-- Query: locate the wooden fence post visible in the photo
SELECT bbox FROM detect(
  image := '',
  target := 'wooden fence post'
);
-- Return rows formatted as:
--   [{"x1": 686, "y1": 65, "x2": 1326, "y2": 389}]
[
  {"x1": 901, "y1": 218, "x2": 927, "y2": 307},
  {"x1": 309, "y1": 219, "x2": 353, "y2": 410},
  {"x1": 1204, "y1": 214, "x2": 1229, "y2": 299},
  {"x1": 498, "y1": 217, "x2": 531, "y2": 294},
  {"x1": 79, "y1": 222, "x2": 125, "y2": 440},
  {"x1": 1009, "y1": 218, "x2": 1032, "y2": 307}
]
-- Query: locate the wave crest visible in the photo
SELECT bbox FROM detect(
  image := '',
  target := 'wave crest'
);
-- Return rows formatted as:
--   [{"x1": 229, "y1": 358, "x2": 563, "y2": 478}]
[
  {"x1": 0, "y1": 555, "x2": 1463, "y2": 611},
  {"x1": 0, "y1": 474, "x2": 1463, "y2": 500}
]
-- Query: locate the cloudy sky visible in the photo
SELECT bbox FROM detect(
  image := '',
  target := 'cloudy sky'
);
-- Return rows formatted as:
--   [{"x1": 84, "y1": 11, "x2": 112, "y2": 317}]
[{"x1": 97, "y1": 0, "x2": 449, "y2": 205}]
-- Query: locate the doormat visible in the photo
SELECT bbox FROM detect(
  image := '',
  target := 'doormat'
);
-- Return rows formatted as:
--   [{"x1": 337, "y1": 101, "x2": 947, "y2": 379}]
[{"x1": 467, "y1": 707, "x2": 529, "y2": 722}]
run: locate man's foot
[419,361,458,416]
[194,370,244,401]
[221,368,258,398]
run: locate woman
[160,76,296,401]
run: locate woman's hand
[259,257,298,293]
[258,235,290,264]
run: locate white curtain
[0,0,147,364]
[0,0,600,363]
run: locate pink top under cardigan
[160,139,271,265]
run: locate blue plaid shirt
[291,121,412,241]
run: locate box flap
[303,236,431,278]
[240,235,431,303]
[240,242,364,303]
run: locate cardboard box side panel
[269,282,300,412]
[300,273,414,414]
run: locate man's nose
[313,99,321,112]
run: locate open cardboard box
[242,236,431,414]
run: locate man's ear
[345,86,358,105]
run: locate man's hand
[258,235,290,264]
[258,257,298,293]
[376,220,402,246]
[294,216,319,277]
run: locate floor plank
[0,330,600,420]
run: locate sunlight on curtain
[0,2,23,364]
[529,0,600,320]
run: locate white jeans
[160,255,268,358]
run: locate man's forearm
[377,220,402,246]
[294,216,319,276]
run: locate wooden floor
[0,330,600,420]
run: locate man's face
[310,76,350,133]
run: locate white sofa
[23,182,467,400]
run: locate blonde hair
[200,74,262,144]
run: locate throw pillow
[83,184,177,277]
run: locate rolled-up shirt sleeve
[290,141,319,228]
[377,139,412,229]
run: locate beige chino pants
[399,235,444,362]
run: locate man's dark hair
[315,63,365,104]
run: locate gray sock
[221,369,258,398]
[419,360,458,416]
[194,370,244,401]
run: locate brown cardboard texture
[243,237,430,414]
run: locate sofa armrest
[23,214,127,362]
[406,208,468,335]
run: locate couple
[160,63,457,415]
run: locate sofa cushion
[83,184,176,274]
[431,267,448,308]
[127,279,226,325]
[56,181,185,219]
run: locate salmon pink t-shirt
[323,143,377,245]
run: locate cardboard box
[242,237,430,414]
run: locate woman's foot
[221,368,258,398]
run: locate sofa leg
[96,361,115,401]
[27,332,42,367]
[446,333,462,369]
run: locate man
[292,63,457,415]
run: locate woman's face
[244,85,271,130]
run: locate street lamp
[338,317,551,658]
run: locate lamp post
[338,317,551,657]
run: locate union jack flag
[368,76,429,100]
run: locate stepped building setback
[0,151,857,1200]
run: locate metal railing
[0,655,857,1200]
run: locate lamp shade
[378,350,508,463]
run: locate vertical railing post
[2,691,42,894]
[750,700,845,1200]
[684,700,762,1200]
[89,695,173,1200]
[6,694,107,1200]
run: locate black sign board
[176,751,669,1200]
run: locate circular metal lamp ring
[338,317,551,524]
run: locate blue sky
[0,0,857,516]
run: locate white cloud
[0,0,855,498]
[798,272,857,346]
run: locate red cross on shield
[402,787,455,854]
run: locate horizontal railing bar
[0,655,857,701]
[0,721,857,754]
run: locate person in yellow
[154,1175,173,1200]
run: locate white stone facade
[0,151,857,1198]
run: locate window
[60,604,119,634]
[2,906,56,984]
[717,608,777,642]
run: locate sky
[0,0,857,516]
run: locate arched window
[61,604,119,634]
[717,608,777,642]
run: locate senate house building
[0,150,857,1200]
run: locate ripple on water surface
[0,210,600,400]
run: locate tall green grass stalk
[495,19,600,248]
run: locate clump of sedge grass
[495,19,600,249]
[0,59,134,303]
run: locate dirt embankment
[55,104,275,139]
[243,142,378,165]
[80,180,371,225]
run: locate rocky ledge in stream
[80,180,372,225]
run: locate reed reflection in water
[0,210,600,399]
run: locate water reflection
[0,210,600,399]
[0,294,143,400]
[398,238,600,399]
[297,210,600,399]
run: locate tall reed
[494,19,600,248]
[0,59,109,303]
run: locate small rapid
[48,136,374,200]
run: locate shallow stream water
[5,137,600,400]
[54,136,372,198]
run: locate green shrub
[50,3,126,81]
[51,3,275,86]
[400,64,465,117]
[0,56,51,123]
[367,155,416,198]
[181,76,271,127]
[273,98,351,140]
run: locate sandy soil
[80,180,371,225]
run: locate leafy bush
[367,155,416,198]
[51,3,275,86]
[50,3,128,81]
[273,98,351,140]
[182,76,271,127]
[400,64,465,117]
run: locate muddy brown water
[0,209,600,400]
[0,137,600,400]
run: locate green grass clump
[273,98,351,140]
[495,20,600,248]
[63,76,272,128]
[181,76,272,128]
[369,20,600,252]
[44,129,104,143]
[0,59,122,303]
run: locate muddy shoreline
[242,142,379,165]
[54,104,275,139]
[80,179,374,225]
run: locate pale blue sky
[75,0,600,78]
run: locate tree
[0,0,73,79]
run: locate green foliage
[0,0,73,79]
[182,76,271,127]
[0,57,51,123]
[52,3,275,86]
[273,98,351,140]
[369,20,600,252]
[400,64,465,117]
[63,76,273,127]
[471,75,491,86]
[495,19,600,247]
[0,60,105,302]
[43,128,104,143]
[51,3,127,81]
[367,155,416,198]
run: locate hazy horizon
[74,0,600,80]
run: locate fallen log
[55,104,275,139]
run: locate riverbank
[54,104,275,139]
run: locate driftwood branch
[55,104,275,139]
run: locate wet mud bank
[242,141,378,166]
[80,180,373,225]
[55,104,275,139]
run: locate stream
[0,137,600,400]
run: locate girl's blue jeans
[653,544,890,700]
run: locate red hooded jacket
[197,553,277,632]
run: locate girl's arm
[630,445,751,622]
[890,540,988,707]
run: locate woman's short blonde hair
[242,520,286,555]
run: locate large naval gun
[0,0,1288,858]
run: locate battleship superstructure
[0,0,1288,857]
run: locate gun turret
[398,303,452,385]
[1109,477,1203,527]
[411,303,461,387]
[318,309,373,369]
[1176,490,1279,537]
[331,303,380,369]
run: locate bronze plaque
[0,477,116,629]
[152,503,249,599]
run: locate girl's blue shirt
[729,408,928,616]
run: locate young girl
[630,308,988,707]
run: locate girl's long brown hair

What you should do »
Reproduce every row above, substituting "exec:" for each occurrence of "run:" and leaving every other character unchanged.

Exercise response »
-- Query: locate the wooden fence post visible in the photo
SELECT bbox FROM detect(
  image := '',
  target := 'wooden fence post'
);
-- Return rows formatted as:
--   [{"x1": 686, "y1": 65, "x2": 1326, "y2": 389}]
[
  {"x1": 901, "y1": 218, "x2": 927, "y2": 307},
  {"x1": 309, "y1": 219, "x2": 353, "y2": 410},
  {"x1": 1204, "y1": 214, "x2": 1229, "y2": 299},
  {"x1": 498, "y1": 217, "x2": 531, "y2": 294},
  {"x1": 79, "y1": 222, "x2": 125, "y2": 440},
  {"x1": 1009, "y1": 218, "x2": 1032, "y2": 307}
]
-- Query: locate the wave crest visible in the photo
SELECT bbox FROM detect(
  image := '',
  target := 'wave crest'
);
-- Return rows formatted as:
--   [{"x1": 229, "y1": 358, "x2": 563, "y2": 478}]
[
  {"x1": 0, "y1": 555, "x2": 1463, "y2": 611},
  {"x1": 0, "y1": 474, "x2": 1463, "y2": 500}
]
-- Query: locate the cloudy sky visible in the photo
SELECT bbox FROM detect(
  image := '',
  target := 'cloudy sky'
);
-- Return rows formatted as:
--   [{"x1": 84, "y1": 11, "x2": 112, "y2": 317}]
[{"x1": 97, "y1": 0, "x2": 449, "y2": 205}]
-- Query: locate the doormat visible in the photo
SELECT bbox FROM detect(
  image := '',
  target := 'doormat'
);
-- Return rows formatted as:
--   [{"x1": 337, "y1": 101, "x2": 947, "y2": 379}]
[{"x1": 467, "y1": 707, "x2": 529, "y2": 722}]
exec: locate man's foot
[419,361,458,416]
[194,370,244,401]
[221,368,258,398]
exec: locate woman
[160,76,296,401]
exec: locate woman's hand
[259,257,298,293]
[258,235,290,264]
exec: locate white curtain
[0,0,147,364]
[0,0,600,363]
exec: locate pink top under cardigan
[160,139,271,265]
exec: locate blue plaid shirt
[291,121,412,241]
exec: locate box flap
[303,236,431,278]
[240,235,431,303]
[240,242,364,303]
exec: locate cardboard box side panel
[269,282,300,412]
[300,273,414,414]
exec: locate man's nose
[313,99,321,112]
exec: locate open cardboard box
[242,236,431,414]
exec: locate man's ear
[345,86,358,105]
exec: locate man's hand
[258,235,290,264]
[258,257,298,293]
[376,220,402,246]
[294,216,319,277]
exec: locate floor plank
[0,330,600,420]
exec: locate sunlight on curtain
[0,2,23,364]
[529,0,600,320]
exec: locate white jeans
[160,255,268,358]
exec: locate man's forearm
[377,220,402,246]
[294,216,319,276]
exec: locate wooden floor
[0,330,600,420]
exec: locate man's face
[310,76,350,133]
exec: locate white sofa
[23,182,467,400]
exec: locate blonde hair
[200,74,262,144]
exec: locate throw pillow
[83,184,177,277]
exec: locate rolled-up shirt sleeve
[290,141,319,228]
[377,139,412,229]
exec: locate beige chino pants
[399,235,444,362]
exec: locate man's dark hair
[315,63,365,104]
exec: locate gray sock
[221,369,258,398]
[419,360,458,416]
[194,370,244,401]
exec: locate brown cardboard texture
[243,237,430,414]
exec: locate sofa armrest
[23,214,127,362]
[406,208,468,335]
exec: locate couple
[160,63,457,415]
exec: locate sofa cushion
[83,184,176,274]
[431,267,448,308]
[127,279,226,325]
[56,181,185,219]
exec: locate salmon pink t-shirt
[323,143,377,245]
exec: locate cardboard box
[242,237,430,414]
exec: locate woman's foot
[221,368,258,398]
exec: locate sofa leg
[96,361,115,401]
[27,332,42,367]
[446,333,462,369]
exec: locate man
[292,63,457,415]
exec: locate woman's face
[244,85,271,130]
exec: locate street lamp
[338,317,551,658]
exec: locate lamp post
[338,317,551,657]
exec: locate union jack flag
[368,76,429,100]
exec: locate stepped building setback
[0,151,857,1200]
exec: locate metal railing
[0,655,857,1200]
exec: locate lamp shade
[378,350,508,463]
exec: locate vertical railing post
[2,691,42,894]
[750,700,845,1200]
[684,700,762,1200]
[89,695,173,1200]
[6,694,107,1200]
exec: locate black sign board
[176,751,669,1200]
exec: locate circular metal lamp ring
[338,317,551,524]
exec: locate blue sky
[0,0,857,516]
exec: locate white cloud
[0,0,855,498]
[798,272,857,346]
exec: locate red cross on shield
[402,787,455,854]
exec: locate horizontal railing bar
[0,655,857,701]
[0,721,857,754]
exec: locate person in yellow
[154,1175,173,1200]
exec: locate white stone facade
[0,151,857,1198]
exec: locate window
[60,604,119,634]
[2,906,56,984]
[717,608,777,642]
exec: locate sky
[0,0,857,516]
exec: locate arched window
[61,604,119,634]
[717,608,777,642]
exec: locate senate house building
[0,150,857,1200]
exec: locate ripple on water surface
[0,210,600,400]
exec: locate tall green grass stalk
[495,19,600,248]
exec: locate clump of sedge grass
[495,19,600,249]
[0,59,134,303]
exec: locate dirt embankment
[55,104,275,139]
[243,142,378,165]
[80,180,371,225]
exec: locate rocky ledge in stream
[80,180,372,225]
exec: locate reed reflection in water
[0,210,600,399]
exec: locate water reflection
[0,210,600,399]
[0,294,143,400]
[398,238,600,399]
[297,210,600,399]
exec: locate tall reed
[494,19,600,248]
[0,59,109,303]
exec: locate small rapid
[48,136,374,200]
exec: locate shallow stream water
[5,137,600,400]
[54,136,372,198]
exec: locate green shrub
[50,3,126,81]
[51,3,275,86]
[400,64,465,117]
[0,56,51,123]
[367,155,416,198]
[181,76,271,127]
[273,98,351,140]
exec: locate sandy soil
[80,180,371,225]
exec: locate leafy bush
[367,155,416,198]
[51,3,275,86]
[50,3,128,81]
[273,98,351,140]
[182,76,271,127]
[400,64,465,117]
exec: locate muddy brown water
[0,209,600,400]
[0,137,600,400]
exec: locate green grass clump
[273,98,351,140]
[495,20,600,248]
[63,76,272,128]
[181,76,272,128]
[369,20,600,252]
[44,129,104,143]
[0,59,122,303]
exec: locate muddy shoreline
[242,142,379,165]
[54,104,275,139]
[80,179,374,225]
exec: locate pale blue sky
[75,0,600,78]
exec: locate tree
[0,0,73,79]
exec: locate green foliage
[0,0,73,79]
[182,76,271,127]
[0,57,51,123]
[52,3,275,86]
[273,98,351,140]
[369,20,600,252]
[400,64,465,117]
[63,76,273,127]
[471,75,491,86]
[495,19,600,247]
[0,60,105,302]
[43,128,104,143]
[51,3,127,81]
[367,155,416,198]
exec: locate hazy horizon
[74,0,600,80]
exec: locate fallen log
[55,104,275,139]
exec: locate riverbank
[54,104,275,139]
exec: locate driftwood branch
[55,104,275,139]
exec: locate wet mud bank
[242,141,378,166]
[80,180,373,225]
[55,104,275,139]
exec: locate stream
[0,137,600,400]
exec: locate girl's blue jeans
[653,544,890,700]
exec: locate red hooded jacket
[197,553,277,632]
exec: locate girl's arm
[630,445,751,622]
[890,540,988,707]
exec: locate woman's short blonde hair
[242,520,286,555]
exec: locate large naval gun
[0,0,1288,858]
exec: locate battleship superstructure
[0,0,1288,857]
exec: locate gun turret
[398,303,452,385]
[1109,477,1203,527]
[411,303,461,387]
[318,309,373,369]
[1176,490,1279,537]
[331,303,380,369]
exec: locate bronze plaque
[0,477,116,629]
[152,503,249,599]
exec: locate girl's blue shirt
[729,408,928,616]
exec: locate young girl
[630,308,988,707]
exec: locate girl's long brown hair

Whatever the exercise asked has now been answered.